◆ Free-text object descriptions
=-=-=

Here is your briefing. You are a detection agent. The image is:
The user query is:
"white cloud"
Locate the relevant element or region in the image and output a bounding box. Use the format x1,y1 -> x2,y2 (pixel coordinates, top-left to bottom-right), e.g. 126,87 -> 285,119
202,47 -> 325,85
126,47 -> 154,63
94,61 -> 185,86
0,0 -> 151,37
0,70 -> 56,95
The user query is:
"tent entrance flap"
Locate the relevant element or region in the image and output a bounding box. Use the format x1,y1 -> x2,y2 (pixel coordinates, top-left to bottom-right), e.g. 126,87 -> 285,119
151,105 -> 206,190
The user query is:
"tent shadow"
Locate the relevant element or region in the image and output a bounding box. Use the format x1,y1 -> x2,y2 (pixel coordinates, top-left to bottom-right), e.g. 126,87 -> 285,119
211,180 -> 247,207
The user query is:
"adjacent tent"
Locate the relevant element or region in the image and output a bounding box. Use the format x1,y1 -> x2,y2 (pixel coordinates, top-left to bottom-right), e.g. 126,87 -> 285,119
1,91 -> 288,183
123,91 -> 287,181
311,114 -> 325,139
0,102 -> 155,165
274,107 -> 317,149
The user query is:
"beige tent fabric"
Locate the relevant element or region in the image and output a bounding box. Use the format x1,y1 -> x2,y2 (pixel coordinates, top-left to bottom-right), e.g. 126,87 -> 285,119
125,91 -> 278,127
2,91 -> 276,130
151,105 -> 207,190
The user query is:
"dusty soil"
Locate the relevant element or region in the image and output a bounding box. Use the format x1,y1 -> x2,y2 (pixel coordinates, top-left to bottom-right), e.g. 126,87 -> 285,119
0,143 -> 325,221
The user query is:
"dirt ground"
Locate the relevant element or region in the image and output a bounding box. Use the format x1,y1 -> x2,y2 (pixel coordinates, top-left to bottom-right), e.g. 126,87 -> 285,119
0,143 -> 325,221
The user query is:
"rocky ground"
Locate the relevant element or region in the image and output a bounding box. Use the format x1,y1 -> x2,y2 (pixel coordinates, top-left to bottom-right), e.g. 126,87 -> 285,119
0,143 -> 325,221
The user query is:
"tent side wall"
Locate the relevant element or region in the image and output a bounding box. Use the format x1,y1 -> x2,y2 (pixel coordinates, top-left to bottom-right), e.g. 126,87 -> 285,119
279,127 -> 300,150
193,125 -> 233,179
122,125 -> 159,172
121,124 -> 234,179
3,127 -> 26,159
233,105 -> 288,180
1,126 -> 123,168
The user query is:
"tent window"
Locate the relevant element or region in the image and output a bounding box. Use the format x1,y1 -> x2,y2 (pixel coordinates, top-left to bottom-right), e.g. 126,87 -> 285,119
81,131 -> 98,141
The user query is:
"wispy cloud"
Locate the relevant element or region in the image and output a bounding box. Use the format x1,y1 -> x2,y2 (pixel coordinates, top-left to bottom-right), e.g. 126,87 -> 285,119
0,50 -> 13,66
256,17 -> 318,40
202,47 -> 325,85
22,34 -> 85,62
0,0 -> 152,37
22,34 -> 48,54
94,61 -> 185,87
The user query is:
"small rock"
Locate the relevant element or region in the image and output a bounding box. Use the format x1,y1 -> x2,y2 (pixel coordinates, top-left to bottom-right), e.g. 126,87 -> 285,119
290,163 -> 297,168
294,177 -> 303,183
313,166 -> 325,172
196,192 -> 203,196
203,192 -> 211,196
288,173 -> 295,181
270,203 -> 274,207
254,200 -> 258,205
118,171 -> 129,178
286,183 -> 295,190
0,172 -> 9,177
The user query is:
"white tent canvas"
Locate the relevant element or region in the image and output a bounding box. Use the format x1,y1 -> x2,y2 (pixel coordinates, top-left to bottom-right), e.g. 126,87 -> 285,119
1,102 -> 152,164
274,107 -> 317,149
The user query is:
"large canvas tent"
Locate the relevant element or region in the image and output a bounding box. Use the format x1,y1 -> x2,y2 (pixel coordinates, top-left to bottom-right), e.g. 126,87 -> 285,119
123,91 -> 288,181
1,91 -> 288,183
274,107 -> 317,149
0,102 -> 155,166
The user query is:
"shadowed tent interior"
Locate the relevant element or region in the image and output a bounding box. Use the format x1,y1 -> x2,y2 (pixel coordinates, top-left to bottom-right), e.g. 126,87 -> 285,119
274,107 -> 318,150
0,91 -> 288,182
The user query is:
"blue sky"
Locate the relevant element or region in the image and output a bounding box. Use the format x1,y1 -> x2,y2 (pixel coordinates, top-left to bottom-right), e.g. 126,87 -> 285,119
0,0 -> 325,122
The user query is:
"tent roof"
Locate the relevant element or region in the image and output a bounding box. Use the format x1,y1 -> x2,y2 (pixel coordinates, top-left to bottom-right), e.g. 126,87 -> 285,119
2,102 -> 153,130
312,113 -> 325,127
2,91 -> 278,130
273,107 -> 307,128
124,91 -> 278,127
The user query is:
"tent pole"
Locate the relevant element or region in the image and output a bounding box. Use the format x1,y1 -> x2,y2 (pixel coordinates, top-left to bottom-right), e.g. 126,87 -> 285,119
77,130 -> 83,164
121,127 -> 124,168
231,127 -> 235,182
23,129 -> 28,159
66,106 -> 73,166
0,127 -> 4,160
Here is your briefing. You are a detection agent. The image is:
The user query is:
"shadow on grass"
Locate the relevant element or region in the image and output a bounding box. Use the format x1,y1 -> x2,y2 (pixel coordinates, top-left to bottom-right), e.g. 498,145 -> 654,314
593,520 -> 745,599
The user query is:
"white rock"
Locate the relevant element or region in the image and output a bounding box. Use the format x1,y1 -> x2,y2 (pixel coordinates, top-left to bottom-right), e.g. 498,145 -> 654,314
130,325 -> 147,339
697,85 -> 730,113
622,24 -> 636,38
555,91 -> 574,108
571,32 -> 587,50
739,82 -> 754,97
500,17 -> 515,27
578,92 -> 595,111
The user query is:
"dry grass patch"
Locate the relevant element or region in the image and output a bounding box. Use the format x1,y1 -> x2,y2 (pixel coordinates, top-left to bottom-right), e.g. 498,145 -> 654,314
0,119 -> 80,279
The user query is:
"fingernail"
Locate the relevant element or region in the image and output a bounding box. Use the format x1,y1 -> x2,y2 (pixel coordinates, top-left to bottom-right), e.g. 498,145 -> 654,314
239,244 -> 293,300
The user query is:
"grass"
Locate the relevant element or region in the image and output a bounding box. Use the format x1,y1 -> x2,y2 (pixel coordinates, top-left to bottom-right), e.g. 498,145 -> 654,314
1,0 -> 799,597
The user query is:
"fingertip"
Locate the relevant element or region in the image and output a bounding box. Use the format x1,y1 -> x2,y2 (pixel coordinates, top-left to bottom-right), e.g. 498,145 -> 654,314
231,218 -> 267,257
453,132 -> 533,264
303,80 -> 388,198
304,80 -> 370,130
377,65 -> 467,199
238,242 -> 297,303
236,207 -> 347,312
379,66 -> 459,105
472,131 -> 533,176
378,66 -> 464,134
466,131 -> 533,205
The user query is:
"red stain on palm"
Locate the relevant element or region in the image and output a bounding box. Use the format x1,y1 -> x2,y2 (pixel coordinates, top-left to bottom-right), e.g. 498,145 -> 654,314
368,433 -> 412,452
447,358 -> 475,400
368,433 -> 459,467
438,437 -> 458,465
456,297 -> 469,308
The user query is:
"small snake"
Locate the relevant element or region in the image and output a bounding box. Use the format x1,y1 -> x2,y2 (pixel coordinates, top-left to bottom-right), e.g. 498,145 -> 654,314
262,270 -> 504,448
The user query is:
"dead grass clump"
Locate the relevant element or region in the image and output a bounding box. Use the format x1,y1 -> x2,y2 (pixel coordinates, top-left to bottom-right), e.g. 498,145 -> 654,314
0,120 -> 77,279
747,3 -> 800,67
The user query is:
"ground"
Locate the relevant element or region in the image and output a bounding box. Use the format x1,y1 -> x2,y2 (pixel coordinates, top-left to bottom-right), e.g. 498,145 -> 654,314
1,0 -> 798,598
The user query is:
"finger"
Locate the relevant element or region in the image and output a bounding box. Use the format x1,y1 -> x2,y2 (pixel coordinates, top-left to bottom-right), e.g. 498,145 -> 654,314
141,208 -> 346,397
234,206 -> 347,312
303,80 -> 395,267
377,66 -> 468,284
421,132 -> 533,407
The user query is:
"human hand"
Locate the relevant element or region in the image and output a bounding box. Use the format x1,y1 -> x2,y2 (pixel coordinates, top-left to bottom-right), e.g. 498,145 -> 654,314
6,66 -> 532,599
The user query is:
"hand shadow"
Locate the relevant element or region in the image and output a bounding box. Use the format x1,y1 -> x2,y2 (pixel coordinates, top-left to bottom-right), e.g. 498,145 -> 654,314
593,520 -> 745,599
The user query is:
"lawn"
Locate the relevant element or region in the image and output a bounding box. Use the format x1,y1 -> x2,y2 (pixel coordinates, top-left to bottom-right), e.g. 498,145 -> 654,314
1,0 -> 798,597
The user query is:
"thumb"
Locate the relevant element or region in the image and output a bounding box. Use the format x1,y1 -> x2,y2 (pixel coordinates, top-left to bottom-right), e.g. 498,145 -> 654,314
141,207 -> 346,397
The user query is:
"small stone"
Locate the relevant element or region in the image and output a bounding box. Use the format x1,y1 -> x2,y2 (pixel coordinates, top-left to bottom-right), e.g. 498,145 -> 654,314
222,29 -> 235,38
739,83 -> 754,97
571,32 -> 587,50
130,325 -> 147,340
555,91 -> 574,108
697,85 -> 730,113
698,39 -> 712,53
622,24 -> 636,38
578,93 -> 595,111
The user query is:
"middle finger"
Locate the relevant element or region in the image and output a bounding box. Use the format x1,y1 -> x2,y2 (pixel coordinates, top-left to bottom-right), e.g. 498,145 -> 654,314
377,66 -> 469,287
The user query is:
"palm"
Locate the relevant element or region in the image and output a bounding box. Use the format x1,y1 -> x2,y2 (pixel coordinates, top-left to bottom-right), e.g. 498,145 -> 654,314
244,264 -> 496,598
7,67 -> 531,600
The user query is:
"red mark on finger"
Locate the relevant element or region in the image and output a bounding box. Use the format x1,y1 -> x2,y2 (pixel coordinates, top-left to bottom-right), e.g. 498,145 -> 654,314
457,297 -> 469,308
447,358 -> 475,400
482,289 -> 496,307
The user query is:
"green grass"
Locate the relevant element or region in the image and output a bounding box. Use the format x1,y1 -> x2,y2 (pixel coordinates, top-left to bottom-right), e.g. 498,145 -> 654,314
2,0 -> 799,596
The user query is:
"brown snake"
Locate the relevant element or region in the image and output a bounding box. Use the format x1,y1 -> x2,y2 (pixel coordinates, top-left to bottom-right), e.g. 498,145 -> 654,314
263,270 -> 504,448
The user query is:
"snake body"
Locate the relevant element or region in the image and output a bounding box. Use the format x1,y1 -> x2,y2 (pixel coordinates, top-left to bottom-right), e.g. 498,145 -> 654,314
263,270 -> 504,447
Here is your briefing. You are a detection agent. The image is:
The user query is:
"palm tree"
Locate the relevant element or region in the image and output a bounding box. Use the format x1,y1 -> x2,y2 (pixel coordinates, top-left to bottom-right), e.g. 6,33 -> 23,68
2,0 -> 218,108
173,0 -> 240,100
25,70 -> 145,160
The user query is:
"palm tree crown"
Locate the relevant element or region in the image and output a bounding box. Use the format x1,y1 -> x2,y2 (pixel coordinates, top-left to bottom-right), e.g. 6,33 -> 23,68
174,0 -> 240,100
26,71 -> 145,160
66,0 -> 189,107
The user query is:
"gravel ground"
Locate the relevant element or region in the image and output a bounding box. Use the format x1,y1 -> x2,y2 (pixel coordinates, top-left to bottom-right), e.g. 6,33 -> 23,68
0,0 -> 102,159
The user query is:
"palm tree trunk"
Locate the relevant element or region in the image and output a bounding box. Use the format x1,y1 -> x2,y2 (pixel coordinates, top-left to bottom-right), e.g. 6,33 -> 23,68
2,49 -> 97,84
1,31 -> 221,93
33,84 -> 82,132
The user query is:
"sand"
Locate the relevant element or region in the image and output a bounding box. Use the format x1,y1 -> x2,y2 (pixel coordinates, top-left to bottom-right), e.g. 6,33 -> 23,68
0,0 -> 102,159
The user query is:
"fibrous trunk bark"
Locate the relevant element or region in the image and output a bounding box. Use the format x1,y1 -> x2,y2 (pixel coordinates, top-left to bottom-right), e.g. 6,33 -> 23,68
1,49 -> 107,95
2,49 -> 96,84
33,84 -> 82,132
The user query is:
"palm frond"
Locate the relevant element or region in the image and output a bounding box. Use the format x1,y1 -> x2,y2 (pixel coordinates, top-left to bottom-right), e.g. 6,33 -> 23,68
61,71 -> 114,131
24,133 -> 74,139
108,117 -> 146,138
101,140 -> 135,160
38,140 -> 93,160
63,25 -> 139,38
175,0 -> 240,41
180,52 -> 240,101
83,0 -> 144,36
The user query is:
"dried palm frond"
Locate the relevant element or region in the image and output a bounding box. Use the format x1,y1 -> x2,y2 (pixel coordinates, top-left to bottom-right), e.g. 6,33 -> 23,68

=-=-=

◆ Try it
Copy out all lines above that include the string "tent".

◆ Answer box
"tent entrance flap"
"tent shadow"
"adjacent tent"
"beige tent fabric"
"tent side wall"
"tent window"
"white tent canvas"
"large canvas tent"
"shadowed tent interior"
"tent roof"
"tent pole"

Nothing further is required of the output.